Written instruction 1: In the apple slab pie recipe, what is the minimum time the dough should chill in the fridge?
Written instruction 2: Please continue the apple slab pie recipe from its last sentence.

Text excerpt:

It may be apple overload to serve this apple pie with apple cider. But if you have not had Foggy Ridge Cider, you need to find it, immediately. Foggy Ridge is bringing back old style cider from the colonial days. It is not super sweet like most of the ciders you find in the grocery store today. It is closer to sparkling wine than hard cider. I have had a few varieties from Foggy Ridge and they are all excellent. A perfect alternative to wine for Thanksgiving.

Apple Slab Pie

3 3/4 cups flour
1 1/2 tbsp sugar
1 1/2 tsp table salt
3 sticks unsalted butter, very cold
3/4 cup very cold water
1 egg for egg wash

4 pounds apples, peeled, cored and chopped into 1/2-inch chunks
Squeeze of lemon juice
3/4 cup sugar
3 tbsp cornstarch
1 tsp ground cinnamon
1/4 tsp ground nutmeg
1/4 tsp ground allspice1/8 tsp table salt

Make the Crust

In the bowl of a food processor, stir together the flour, sugar, and salt. Cut the butter into 1/2 inch pieces and place in the bowl of the food processor. Pulse the mixture until the butter is mostly in pea sized pieces. Add the water and pulse for 15 seconds – until you have a loose mass of dough. Do not over mix.

Divide the dough in half, pat into a disk, wrap in plastic wrap. Chill in the fridge for 1 hour minimum. You can make the dough a day ahead. You can freeze the dough for 1 month.

Make the Pie

Preheat the oven to 375 degrees. Line a 10x15x1 inch pan with parchment paper.

Record extracts:
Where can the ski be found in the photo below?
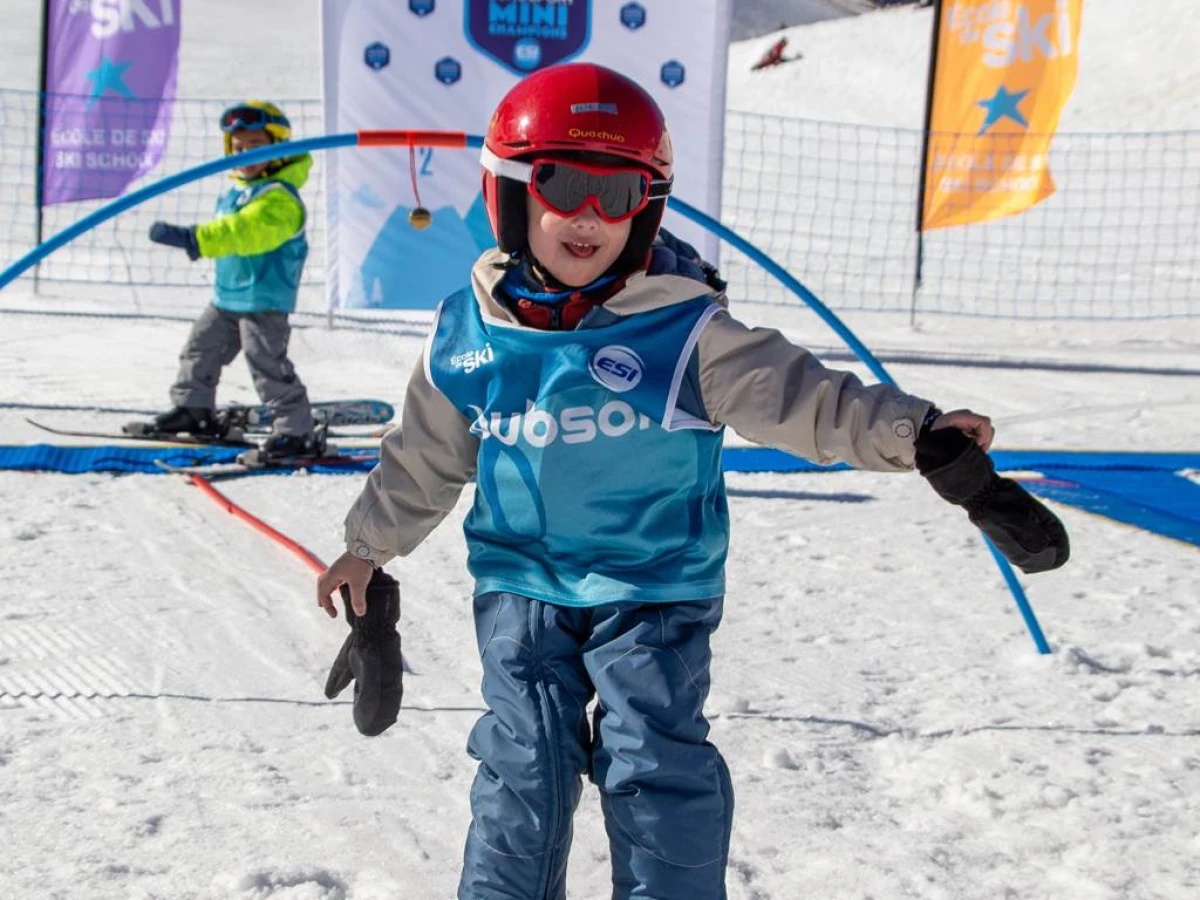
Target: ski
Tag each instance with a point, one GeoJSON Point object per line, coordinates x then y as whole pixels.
{"type": "Point", "coordinates": [189, 441]}
{"type": "Point", "coordinates": [333, 413]}
{"type": "Point", "coordinates": [251, 463]}
{"type": "Point", "coordinates": [149, 437]}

Response 1: 1 hour.

Response 2:
In a large bowl, toss the chopped apples with lemon juice. Mix in the remaining filling ingredients.

Lightly flour a countertop surface. Roll out one of the dough halves into 18×13 inch rectangle. You can roll this out between sheets of floured parchment to make transfer easier. Roll the dough out quickly, do not let it warm up much. Transfer to the prepared pan and gently drape the dough into the corners. Trim the overhang of dough to 3/4 inch. (It is ok if it doesn’t reach the edges and you end up with a more freeform edge, don’t worry!)

Pour the apple mixture over the rolled out dough in the pan. Roll out the second half of dough into 16 x 11 inch rectangle. Drape this over the filling and fold the bottom dough over the edges, pinching to seal. Cut slits all over the top crust. Brush with egg wash.

Bake for 40 to 45 minutes until the crust is golden brown.

Adapted from Smitten Kitchen.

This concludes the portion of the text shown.